WORK ITEM: Repeat the data that follows, word for word, without the images.

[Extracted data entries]
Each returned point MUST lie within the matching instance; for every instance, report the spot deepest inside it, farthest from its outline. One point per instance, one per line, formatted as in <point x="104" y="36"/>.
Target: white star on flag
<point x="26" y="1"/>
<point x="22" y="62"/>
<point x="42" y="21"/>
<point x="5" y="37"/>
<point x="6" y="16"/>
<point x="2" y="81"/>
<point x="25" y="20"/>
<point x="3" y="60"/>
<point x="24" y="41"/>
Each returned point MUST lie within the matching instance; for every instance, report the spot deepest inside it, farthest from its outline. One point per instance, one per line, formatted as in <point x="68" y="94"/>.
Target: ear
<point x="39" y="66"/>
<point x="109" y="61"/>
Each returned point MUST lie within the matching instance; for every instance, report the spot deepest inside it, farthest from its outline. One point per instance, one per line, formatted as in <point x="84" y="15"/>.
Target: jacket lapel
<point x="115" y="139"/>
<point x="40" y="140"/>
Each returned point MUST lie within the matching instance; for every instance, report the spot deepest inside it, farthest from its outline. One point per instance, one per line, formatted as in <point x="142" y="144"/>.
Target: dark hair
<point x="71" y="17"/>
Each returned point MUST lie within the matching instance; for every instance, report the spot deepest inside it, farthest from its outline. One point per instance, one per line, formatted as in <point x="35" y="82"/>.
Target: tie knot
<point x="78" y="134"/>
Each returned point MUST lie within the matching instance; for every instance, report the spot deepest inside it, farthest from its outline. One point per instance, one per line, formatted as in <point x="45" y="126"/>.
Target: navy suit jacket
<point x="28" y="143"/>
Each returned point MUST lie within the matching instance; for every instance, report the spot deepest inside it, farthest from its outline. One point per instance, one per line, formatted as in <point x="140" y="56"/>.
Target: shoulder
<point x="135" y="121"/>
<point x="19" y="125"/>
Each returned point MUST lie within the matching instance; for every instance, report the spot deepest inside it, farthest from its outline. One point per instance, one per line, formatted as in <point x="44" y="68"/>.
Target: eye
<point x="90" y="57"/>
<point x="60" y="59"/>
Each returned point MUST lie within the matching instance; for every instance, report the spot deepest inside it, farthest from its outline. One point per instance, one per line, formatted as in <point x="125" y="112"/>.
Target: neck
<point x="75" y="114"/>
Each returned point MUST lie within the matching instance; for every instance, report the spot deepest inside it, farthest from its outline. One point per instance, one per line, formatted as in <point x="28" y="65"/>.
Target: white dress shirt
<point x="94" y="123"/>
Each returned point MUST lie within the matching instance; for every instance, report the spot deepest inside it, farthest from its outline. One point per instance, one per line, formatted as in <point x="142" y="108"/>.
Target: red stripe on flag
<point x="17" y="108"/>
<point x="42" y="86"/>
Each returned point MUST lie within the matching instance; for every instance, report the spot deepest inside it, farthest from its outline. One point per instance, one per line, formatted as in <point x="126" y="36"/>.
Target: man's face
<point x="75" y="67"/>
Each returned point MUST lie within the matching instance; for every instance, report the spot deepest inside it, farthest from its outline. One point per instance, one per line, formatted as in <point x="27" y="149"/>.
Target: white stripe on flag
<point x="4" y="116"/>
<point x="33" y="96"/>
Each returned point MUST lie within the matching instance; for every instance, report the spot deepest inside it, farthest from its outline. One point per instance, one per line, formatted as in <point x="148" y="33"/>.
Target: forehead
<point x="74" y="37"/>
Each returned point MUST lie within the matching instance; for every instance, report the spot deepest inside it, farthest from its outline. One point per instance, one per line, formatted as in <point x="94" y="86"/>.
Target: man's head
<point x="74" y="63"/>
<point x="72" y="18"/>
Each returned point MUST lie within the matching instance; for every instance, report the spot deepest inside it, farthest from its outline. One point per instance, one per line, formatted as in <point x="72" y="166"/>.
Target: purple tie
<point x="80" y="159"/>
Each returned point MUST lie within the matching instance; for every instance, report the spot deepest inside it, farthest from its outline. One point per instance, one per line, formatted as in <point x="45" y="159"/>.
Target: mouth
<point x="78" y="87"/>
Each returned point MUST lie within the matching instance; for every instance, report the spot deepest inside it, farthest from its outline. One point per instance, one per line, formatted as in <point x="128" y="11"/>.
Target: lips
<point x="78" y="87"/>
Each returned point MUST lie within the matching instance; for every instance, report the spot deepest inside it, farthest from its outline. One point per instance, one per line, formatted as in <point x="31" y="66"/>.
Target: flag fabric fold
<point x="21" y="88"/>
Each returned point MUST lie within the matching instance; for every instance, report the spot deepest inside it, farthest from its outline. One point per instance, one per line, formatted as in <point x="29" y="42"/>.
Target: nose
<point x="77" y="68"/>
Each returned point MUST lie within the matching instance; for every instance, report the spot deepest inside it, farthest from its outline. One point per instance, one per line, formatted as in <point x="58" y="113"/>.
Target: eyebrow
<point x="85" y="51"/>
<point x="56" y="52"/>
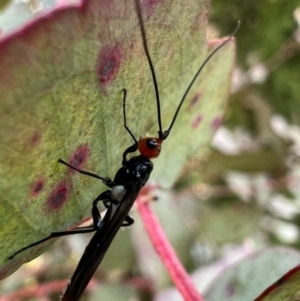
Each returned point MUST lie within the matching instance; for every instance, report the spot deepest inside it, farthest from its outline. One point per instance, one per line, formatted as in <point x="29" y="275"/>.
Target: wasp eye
<point x="150" y="147"/>
<point x="151" y="143"/>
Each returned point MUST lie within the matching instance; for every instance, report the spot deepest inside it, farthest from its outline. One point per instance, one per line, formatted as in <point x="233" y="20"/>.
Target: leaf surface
<point x="61" y="84"/>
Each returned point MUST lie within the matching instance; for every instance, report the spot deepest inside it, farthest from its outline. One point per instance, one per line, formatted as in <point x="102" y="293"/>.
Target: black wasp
<point x="123" y="190"/>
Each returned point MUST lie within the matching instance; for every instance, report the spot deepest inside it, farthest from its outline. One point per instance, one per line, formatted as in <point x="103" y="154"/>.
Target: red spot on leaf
<point x="109" y="64"/>
<point x="197" y="121"/>
<point x="149" y="5"/>
<point x="79" y="157"/>
<point x="35" y="138"/>
<point x="216" y="123"/>
<point x="37" y="187"/>
<point x="195" y="100"/>
<point x="58" y="196"/>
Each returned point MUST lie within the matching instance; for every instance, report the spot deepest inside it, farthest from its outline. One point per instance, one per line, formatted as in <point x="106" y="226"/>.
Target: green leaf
<point x="61" y="85"/>
<point x="246" y="279"/>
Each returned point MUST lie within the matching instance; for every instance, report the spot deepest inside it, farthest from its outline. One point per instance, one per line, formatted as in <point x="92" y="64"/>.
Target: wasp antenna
<point x="167" y="132"/>
<point x="145" y="45"/>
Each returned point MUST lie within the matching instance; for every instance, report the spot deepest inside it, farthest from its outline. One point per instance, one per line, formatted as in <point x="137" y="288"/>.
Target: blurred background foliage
<point x="240" y="194"/>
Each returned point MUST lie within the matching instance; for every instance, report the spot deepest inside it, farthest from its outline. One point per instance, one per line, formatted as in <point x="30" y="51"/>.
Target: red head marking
<point x="150" y="147"/>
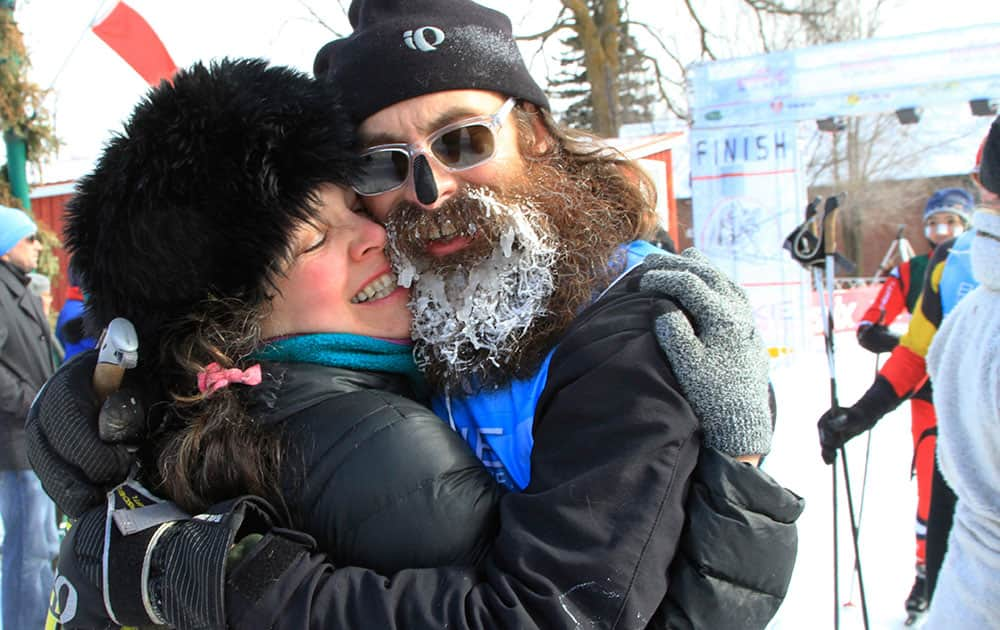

RESPONSE BELOW:
Each returned point MUST lie within the matching instance; for every instance, report the spot deepest inside it, farthest from its outline. One point per instance, one per line, formatted as in <point x="104" y="36"/>.
Target: white star on flag
<point x="26" y="1"/>
<point x="22" y="62"/>
<point x="42" y="21"/>
<point x="5" y="37"/>
<point x="6" y="16"/>
<point x="2" y="81"/>
<point x="25" y="20"/>
<point x="3" y="60"/>
<point x="24" y="41"/>
Each returned point MUST lie within the matching instance; for every instance, report the spot deepest inside it, farthest from its outline. One point per instance, one per line, formatted as in <point x="68" y="94"/>.
Target: ear
<point x="39" y="66"/>
<point x="109" y="61"/>
Each returned point MUST lie within the matching instance; for every instance, report the spot deepest inside it, farthest from its outline. One point per instance, one per line, formatted as in <point x="84" y="15"/>.
Target: jacket lapel
<point x="115" y="139"/>
<point x="40" y="140"/>
Each returned point MUST lie within the matching instance; for every instance, report the spot deepest inside it, farthest from its outline. One point per instance, one per line, formatted as in <point x="142" y="144"/>.
Target: dark hair
<point x="71" y="17"/>
Each returned point MUST lie within the matching instance; for every instance, report the spot deepest inside it, farthest from its outline. One point per instance, one per line, formatted as in <point x="35" y="82"/>.
Target: tie knot
<point x="78" y="134"/>
Each returned point MUST lie within the matching instance; for every instance, report the spot deepest inside it, farthest from its outline. One point per instance, one per line, formatted as in <point x="45" y="126"/>.
Target: navy suit jacket
<point x="28" y="143"/>
Each returned point MUST lie within the matching instance; for every instance, report the spot deepest inside it, farthest from its outline. One point per instance, one per line, formatted as in <point x="140" y="56"/>.
Target: shoulder
<point x="135" y="121"/>
<point x="19" y="125"/>
Each returned point MUST lie within the matching instance; for every instance, report the spot deepest inside it, farthest from its outline. One point per instance, one per line, formatted as in <point x="44" y="68"/>.
Target: eye
<point x="90" y="57"/>
<point x="60" y="59"/>
Each returned point MUST lie within the matching instance; for every instance, report the spot deepest inside it, farthest from its outline. One point per instance, one per line, formatted as in <point x="125" y="112"/>.
Target: neck
<point x="75" y="114"/>
Each returned point MUST lie within the matching instance; for every instance, report the spot deepest inside it, farthest from its outline. One point per instance, one per line, formatted as in <point x="28" y="65"/>.
Target: white dress shirt
<point x="94" y="123"/>
Each returned point MUST lie within the matching instance; for every instance, report the spot deepest inside it, farthest from its outline. One point per instance, one per line, formatted as in <point x="142" y="108"/>.
Target: red stripe on flag
<point x="17" y="108"/>
<point x="42" y="86"/>
Each returned point MUST lie within the matching instance; for every instance, report the spot deepest inside it, farthest from its outline. One point per instance, one per line, formatted as in <point x="126" y="36"/>.
Target: man's face
<point x="75" y="67"/>
Each returned point MUST lie within the matching instance; for every instance, report the spot deepest inside it, farthest from its outline. One point per instance, one per line, formatted as in <point x="27" y="149"/>.
Target: white stripe on flag
<point x="4" y="116"/>
<point x="33" y="96"/>
Each returned point MUST lie within the matching instance; for every instance, report the spot deepest inside it, farthest from its outline. One point per instance, one per line, formatted as in <point x="148" y="33"/>.
Target: forehead
<point x="74" y="37"/>
Each returned point MUST lie within the matching instance; for every instance, report the spot deepest inside it, farthest from its outline. One point per instance, one per line, formatted as in <point x="94" y="86"/>.
Target: man's head
<point x="74" y="63"/>
<point x="72" y="18"/>
Each returned point MUST lie within the matching instance; for every instance, report the spot deepest inside it, farthest from its outline. One point per instance, one per line, formatted as in <point x="72" y="166"/>.
Target: purple tie
<point x="80" y="159"/>
Each returned point MUST lie within the matching instance; for every instance, report the spot deepest inside it, farthest from its outline. One point per instance, one per line, formatted as in <point x="45" y="159"/>.
Target: mouth
<point x="78" y="87"/>
Each returned point MUST lie within the matching instance; for every instance, report the spot deepest inside it, farthest from its outline. One point per instance, one per line, formatted as in <point x="128" y="11"/>.
Target: lips
<point x="78" y="87"/>
Each returned point MUST lie within the matching instance; for every instance, report the spot deepest inside it, farthest from its outline. One point per instance, one per line, formatted as in <point x="31" y="66"/>.
Target: flag fabric fold
<point x="21" y="88"/>
Each returned point MUST lie within the matching instance; for every instance, report the spot deepest inside it, farthest from its outline. One point per instance, one per line, formatted as in <point x="29" y="42"/>.
Target: nose
<point x="77" y="68"/>
Each returned point MUST lie within the matching instance; for every instance, report the spot deepest inside it, farthest from its outline. One point per instance, one per line, formatted as in <point x="58" y="113"/>.
Target: eyebrow
<point x="85" y="51"/>
<point x="56" y="52"/>
Each returned point MUST lie within the matching instance; for every instance, report the spot deepest inside it, farthest from its outline. One point per instance, one per line, formatted as in <point x="29" y="275"/>.
Target: wasp eye
<point x="150" y="147"/>
<point x="151" y="143"/>
Each returned point MUST lie within the matching instance; for every instance, report the spot deepest inside it, farthest from its outline. One point per instance, one per line, formatted as in <point x="233" y="20"/>.
Target: leaf surface
<point x="61" y="84"/>
Each returned point MUST lie within the matching instance; for every instance, report the spot deepest inside it, farthest from its outline. One point per instance, one per line, formatted as in <point x="102" y="293"/>.
Target: black wasp
<point x="123" y="190"/>
Each returned point MUST lie within the matching instance; for every instance, report the spot deepest inside it, farthest from its outline. One point per instance, one per line, formatted as in <point x="103" y="154"/>.
Target: red spot on leaf
<point x="109" y="64"/>
<point x="197" y="121"/>
<point x="149" y="5"/>
<point x="79" y="157"/>
<point x="35" y="138"/>
<point x="216" y="123"/>
<point x="37" y="187"/>
<point x="195" y="100"/>
<point x="58" y="196"/>
Each returned point MUST lie within the matching instance; for every instance, report the spot deepest inside it, farthest from its outline. One point per instance, one per line, formatted as in <point x="106" y="226"/>.
Target: green leaf
<point x="61" y="85"/>
<point x="246" y="279"/>
Each returned point MUST lie within the matching instance; for every instance, report the spot deepest inside it, farthest from its outline. One point per instance, one per line, formatted as in <point x="92" y="64"/>.
Target: wasp antenna
<point x="167" y="132"/>
<point x="145" y="45"/>
Each returned point MUST lie within the matching instance; for every instance, report the spot deepest inside it, farthest from its outline. One point per instance, one per line, formatted as in <point x="137" y="288"/>.
Target: blurred background foliage
<point x="240" y="194"/>
Each returned point MUST lie within the matching instance; for every instance, report the spot deepest inside it, farthest from its outline. One point per instance, one per line, formatted as in <point x="30" y="51"/>.
Target: red head marking
<point x="150" y="147"/>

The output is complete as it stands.